Identify every line in the entries below that contains the word "logo", and copy each such line in full.

(Dataset rows)
--- --- ---

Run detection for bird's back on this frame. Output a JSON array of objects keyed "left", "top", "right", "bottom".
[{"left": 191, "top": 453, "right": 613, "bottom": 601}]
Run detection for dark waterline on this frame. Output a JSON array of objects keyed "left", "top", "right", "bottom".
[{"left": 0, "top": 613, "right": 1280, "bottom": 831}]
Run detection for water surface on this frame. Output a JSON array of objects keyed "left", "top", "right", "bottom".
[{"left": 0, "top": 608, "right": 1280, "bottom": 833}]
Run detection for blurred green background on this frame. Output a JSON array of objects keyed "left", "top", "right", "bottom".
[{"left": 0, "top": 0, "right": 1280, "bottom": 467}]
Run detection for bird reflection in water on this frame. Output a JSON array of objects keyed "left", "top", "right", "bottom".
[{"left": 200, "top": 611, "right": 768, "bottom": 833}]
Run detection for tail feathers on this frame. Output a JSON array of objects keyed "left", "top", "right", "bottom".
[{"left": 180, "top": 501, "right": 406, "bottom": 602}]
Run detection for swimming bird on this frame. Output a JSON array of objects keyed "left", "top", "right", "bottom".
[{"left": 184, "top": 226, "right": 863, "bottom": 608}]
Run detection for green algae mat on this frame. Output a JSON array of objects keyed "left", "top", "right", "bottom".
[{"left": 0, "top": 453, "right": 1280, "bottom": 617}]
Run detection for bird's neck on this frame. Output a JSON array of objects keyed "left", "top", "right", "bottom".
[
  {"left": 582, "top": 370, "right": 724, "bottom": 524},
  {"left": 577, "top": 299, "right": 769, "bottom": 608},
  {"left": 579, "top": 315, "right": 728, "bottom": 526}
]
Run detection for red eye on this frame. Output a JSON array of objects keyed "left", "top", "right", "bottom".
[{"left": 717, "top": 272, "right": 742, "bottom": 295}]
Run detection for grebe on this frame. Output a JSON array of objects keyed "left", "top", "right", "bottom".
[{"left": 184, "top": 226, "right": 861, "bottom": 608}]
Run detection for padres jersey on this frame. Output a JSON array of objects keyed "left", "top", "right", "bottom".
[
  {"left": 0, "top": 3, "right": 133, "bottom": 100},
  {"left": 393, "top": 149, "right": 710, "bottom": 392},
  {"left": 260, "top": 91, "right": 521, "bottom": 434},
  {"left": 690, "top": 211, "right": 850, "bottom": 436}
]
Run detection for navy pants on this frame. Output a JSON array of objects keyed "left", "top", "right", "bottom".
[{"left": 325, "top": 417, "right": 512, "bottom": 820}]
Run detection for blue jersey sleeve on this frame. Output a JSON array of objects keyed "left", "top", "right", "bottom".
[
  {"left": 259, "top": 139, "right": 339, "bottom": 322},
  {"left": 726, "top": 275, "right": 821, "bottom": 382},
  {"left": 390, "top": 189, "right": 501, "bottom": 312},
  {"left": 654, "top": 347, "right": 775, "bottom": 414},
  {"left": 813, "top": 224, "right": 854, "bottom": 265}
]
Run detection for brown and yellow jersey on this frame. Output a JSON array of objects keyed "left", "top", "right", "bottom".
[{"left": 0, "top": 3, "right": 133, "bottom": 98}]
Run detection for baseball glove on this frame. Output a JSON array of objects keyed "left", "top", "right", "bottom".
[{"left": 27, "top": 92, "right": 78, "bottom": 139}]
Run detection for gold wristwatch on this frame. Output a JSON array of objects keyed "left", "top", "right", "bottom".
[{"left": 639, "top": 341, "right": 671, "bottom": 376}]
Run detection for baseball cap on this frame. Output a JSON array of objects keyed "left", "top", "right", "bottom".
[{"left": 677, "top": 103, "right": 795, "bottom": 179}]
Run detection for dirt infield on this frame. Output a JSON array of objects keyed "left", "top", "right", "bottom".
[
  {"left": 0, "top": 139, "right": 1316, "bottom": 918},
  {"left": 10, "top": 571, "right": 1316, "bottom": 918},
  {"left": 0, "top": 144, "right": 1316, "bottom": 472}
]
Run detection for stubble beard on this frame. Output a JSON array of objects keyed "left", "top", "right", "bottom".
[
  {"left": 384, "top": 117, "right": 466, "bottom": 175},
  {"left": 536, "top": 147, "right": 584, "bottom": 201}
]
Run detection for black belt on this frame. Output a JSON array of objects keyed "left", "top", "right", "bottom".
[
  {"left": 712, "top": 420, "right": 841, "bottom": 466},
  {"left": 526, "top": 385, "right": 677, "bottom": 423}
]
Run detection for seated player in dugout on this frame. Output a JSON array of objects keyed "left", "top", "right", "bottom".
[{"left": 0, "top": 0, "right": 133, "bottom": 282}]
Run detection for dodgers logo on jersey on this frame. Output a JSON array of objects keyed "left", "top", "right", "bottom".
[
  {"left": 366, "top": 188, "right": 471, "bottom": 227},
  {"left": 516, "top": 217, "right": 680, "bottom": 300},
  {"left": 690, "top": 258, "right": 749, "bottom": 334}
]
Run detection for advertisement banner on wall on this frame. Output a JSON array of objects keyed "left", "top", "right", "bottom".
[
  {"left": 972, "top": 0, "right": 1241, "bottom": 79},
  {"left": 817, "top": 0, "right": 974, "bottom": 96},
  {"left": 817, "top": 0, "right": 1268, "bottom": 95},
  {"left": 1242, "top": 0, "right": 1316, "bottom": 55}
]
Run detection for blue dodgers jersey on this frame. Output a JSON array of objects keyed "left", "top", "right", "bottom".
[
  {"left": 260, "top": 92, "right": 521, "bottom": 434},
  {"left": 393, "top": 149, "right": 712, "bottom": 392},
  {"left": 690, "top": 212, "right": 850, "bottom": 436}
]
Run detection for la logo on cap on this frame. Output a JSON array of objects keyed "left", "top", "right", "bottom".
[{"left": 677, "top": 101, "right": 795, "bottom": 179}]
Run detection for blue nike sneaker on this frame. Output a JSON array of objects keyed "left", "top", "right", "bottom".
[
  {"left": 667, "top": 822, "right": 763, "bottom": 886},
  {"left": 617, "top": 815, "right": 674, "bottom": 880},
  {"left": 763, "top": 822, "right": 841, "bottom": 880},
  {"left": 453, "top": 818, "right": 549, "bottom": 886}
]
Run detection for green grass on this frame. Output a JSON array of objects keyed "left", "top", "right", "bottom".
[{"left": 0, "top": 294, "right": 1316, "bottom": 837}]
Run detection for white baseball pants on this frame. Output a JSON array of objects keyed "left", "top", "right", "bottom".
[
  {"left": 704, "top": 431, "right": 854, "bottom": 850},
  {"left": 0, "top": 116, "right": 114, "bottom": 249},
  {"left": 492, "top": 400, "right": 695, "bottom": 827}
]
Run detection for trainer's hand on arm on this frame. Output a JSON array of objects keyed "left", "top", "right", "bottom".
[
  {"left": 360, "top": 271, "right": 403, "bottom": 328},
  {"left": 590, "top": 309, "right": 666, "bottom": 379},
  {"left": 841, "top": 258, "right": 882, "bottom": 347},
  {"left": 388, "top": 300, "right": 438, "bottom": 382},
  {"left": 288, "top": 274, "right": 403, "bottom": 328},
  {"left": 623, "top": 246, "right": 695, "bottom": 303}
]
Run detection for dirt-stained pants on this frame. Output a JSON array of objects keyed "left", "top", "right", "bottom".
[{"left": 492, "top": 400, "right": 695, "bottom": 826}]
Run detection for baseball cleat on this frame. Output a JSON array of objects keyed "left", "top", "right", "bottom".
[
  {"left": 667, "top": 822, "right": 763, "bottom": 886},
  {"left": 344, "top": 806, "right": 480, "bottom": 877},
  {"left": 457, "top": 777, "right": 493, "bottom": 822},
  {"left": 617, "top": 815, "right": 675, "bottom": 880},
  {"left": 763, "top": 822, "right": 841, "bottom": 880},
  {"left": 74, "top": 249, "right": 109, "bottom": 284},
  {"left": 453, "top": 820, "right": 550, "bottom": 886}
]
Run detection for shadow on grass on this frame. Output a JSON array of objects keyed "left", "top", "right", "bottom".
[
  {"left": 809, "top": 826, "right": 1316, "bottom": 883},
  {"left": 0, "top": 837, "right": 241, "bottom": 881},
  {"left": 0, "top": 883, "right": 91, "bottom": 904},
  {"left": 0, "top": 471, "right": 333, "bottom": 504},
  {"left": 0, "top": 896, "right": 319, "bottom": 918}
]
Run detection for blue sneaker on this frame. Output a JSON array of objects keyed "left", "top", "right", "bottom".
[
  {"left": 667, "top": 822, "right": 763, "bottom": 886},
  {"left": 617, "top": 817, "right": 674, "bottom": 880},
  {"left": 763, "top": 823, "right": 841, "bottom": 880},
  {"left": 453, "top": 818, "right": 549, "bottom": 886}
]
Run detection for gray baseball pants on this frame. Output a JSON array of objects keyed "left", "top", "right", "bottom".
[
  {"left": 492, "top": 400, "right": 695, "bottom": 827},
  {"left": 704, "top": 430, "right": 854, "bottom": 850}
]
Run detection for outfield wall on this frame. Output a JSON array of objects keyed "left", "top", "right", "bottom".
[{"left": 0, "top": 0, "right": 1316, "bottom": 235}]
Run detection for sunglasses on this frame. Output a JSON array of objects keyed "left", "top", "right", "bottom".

--- --- ---

RESULT:
Run detection for dodgers logo on jersey on this frame. Output a JSON array of objects keyed "left", "top", "right", "bottom".
Run detection for la logo on cap on this frame. Output a JSON array of objects keyed "left", "top", "right", "bottom".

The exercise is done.